TASK REQUIREMENTS:
Please give the listing again in its entirety, exactly as written.

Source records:
──────────────────────────────
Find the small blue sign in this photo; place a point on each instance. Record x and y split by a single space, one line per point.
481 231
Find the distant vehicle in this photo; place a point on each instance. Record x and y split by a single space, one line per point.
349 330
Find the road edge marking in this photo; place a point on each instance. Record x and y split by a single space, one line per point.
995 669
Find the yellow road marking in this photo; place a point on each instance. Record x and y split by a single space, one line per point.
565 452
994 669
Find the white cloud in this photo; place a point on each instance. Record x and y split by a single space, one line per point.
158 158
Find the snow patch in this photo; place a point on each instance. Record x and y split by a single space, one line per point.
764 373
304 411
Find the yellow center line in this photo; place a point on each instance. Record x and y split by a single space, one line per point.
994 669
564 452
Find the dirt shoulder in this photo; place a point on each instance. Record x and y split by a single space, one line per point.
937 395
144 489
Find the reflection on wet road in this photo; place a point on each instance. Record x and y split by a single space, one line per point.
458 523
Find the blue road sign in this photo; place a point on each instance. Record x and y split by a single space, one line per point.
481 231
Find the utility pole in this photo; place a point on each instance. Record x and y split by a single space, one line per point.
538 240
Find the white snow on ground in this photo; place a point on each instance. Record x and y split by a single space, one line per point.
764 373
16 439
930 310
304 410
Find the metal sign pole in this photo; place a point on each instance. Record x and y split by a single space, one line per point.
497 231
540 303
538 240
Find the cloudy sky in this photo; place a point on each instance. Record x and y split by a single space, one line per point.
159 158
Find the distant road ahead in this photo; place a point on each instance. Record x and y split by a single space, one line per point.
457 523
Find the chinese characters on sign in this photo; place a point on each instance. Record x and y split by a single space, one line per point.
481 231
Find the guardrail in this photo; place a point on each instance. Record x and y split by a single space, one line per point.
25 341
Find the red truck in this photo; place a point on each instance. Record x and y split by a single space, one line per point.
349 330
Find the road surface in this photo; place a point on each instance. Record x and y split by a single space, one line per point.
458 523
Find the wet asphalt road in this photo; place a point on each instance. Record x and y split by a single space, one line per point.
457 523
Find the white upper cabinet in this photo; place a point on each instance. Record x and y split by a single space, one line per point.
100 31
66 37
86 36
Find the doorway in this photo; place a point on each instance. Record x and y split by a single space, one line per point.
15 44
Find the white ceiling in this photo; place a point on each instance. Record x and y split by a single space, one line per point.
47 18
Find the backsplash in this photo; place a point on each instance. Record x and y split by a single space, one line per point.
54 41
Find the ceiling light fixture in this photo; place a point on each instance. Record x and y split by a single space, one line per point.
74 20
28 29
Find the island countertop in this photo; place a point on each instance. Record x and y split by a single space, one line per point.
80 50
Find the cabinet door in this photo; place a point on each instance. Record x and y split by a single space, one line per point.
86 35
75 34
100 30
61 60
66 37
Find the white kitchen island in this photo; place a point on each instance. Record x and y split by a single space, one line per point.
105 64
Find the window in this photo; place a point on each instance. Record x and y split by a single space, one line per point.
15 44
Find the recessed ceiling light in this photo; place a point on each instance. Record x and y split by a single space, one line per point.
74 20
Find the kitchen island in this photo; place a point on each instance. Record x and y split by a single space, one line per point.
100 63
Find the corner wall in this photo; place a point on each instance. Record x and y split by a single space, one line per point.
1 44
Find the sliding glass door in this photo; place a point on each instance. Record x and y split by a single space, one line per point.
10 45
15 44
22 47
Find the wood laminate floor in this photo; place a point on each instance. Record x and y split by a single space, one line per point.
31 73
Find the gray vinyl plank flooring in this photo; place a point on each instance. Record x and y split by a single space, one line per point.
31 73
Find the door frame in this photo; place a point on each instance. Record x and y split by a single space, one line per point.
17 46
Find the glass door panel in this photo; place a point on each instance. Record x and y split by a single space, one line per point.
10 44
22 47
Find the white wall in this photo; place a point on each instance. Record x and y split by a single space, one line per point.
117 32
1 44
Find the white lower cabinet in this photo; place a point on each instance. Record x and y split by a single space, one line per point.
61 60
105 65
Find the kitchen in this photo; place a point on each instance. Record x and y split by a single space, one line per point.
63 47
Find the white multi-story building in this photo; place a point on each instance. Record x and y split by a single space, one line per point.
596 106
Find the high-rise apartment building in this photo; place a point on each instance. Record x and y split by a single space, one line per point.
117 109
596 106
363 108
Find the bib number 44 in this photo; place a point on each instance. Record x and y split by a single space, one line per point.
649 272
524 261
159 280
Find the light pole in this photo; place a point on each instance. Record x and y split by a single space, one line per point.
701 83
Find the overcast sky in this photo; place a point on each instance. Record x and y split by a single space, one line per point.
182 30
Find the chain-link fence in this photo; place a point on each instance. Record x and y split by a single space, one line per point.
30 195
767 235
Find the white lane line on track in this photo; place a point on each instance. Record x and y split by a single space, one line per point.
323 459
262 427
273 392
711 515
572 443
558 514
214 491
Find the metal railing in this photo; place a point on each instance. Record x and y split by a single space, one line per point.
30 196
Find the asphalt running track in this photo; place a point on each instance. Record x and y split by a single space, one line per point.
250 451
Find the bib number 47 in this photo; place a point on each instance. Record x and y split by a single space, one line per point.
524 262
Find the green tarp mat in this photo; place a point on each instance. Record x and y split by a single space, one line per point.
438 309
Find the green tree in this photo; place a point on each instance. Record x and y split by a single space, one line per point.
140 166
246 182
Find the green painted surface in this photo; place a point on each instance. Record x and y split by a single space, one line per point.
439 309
──────────────────────────────
COMPLETE OUTPUT:
Find the small blue sign in this photo; place a point on each instance. Record x and y split by a single space, one line per point.
481 231
Find the distant vehicle in this photo; place a point on each instance. Record x and y split by a single space, one line per point.
349 330
Find the road edge marking in this photo; place a point on each instance. Record x and y split by a single space, one line per point.
995 669
Find the yellow road marking in this photo; place a point on each instance. Record x and y split by a single space, one line per point.
565 452
994 669
Find the white cloud in this photo; place a point on each instance. Record x and y split by a single space, one line per point.
158 158
Find the snow patch in this photo; place a point on each instance. Record x and y split by a single space, one line per point.
764 373
304 411
Find the yellow center line in this photo; place a point on each instance. Record x and y split by a single space, one line per point.
994 669
564 452
Find the dirt shoulder in this photo; place a point on each instance. Record x and y split by a single space, one line per point.
937 395
144 489
Find the reflection on wet road in this photo; place a point on each instance. Record x and y split by a single space, one line per point.
458 523
Find the blue road sign in this photo; place a point on each instance. Record x and y split by a single space, one line per point.
481 231
Find the utility pole in this photo; place a point on each instance. Record x and y split by a single space, one line per point.
538 240
Find the white snow on ground in this photo; place a point on each instance. Record x and y split by a single space, one line per point.
764 373
16 439
930 310
304 410
Find the metal sign pole in this photo; place a point on each instance. Record x and y split by a single space, one line per point.
497 231
540 303
538 240
Find the cloudy sky in this photo; place a point on each instance. Record x and y split by a single space, one line per point.
159 158
Find the distant road ahead in this photo; place a point on each instance. Record x and y split by a single space, one line per point.
457 523
Find the chinese characters on sign in this photo; place a point on each instance. Record x and y split by a single space, one line per point.
481 231
Find the guardrail in this photo; place a point on each instance. Record x and y split by a single space, one line per point.
25 341
Find the red truck in this photo; place a point on each instance. Record x and y split by a single space, one line per point.
349 330
Find the road surface in this photo; place a point on each instance. Record x and y split by a single space, one line per point.
458 523
Find the wet asphalt road in this photo; place a point on each instance. Record x and y split by a single space, one line per point.
457 523
Find the white upper cabinet in this photo; place a point on each instance. Record x and y split by a single space, one line per point.
100 31
66 37
86 36
Find the doorway in this photo; place a point on each instance. Record x and y split by a single space, one line per point.
15 44
Find the white ceiling in this photo; place a point on each instance. Record x and y split by a single space, one line per point.
47 18
Find the backsplash in this photo; place a point on each instance. Record x and y split by a single space, one line per point.
54 41
Find the ceiling light fixture in this photo; place a point on each instance. Record x and y split by a single space, one line per point.
74 20
28 29
Find the island countertop in this photo; place a point on each instance. Record x and y split by a single space, one line per point.
80 50
Find the cabinet door in this photo; place a point on each instance. Record x and y split by a single space, one line per point.
86 35
75 34
100 30
61 60
66 37
Find the white kitchen island in this photo; place a point on each instance. Record x and y split by a single space, one line per point.
105 64
Find the window in this photo; place a point on each instance. Record x and y split by a single space, one line per point.
15 44
Find the recessed ceiling light in this photo; place a point on each instance. Record x and y split by a single space, one line per point.
74 20
Find the kitchen island in this photo; place a point on each instance. Record x and y split by a single space, one line per point.
100 63
Find the corner wall in this photo; place a point on each instance. Record x and y split by a single space, one line per point.
1 44
Find the sliding glass door in this photo; place a point on each instance. Record x and y split by a single space, one line per point.
10 45
15 44
22 47
Find the wood laminate floor in this photo; place a point on each instance. Record x and y split by a single space, one line per point.
31 73
Find the gray vinyl plank flooring in this photo; place a point on each instance. Record x and y split by a single space, one line per point.
31 73
Find the door frame in this photo; place a point on each instance. Record x and y split by a single space, one line per point.
17 46
Find the glass door panel in this photo; place a point on each instance. Record x and y split by a single space, one line per point.
10 44
22 47
Find the white wall in this photo; place a point on each instance. Record x and y split by a single space, one line per point.
117 32
1 44
Find the white lower cabinet in this photo; place a point on each instance. Record x and y split by a single space, one line per point.
61 60
105 65
Find the kitchen in this photo; place a point on each instance. Record x and y split by a single space, one line per point.
63 47
Find the white multi-story building in this photo; place a point on each instance. Record x and y split by a single space, one line per point.
596 106
Find the high-rise apartment building in this photo; place a point on each instance. Record x and y split by a single space, one line per point.
117 109
596 106
363 108
Find the bib number 44 in this photo; place a point on each instance. Record x and y split by a single space, one line per point.
649 272
524 261
159 280
Find the light pole in this photo; place a point on each instance. Record x and y split by a single space, one line per point.
701 83
Find the overcast sky in this photo; place a point on each instance. Record x and y split by a single space, one line per point.
182 30
Find the chain-link fence in this photo; place a point on each instance. Record x and y split by a single space, one line per point.
30 195
767 235
Find the white lane line on track in this photo; place a point on each instance. Record x and y split by a single space, one line per point.
323 459
262 427
273 392
711 515
572 443
558 514
214 491
Find the metal railing in this photo; place a point on each instance. Record x and y split by a single space, one line per point.
30 196
Find the asphalt running track in this photo; place a point on each instance. Record x and y split by a single space, one line per point.
250 451
Find the bib number 47 in this photo; place a point on each instance. Record x and y split by a single space, one line per point.
524 262
Find the green tarp mat in this photo; place a point on each instance. Record x and y split by a single space, one line per point.
438 309
Find the green tree in this photo; place a point on each instance. Record x and y split by a single space, one line per point.
140 166
246 182
Find the green painted surface in this photo; place a point on each instance. Record x and y split by a single space, one line per point.
439 309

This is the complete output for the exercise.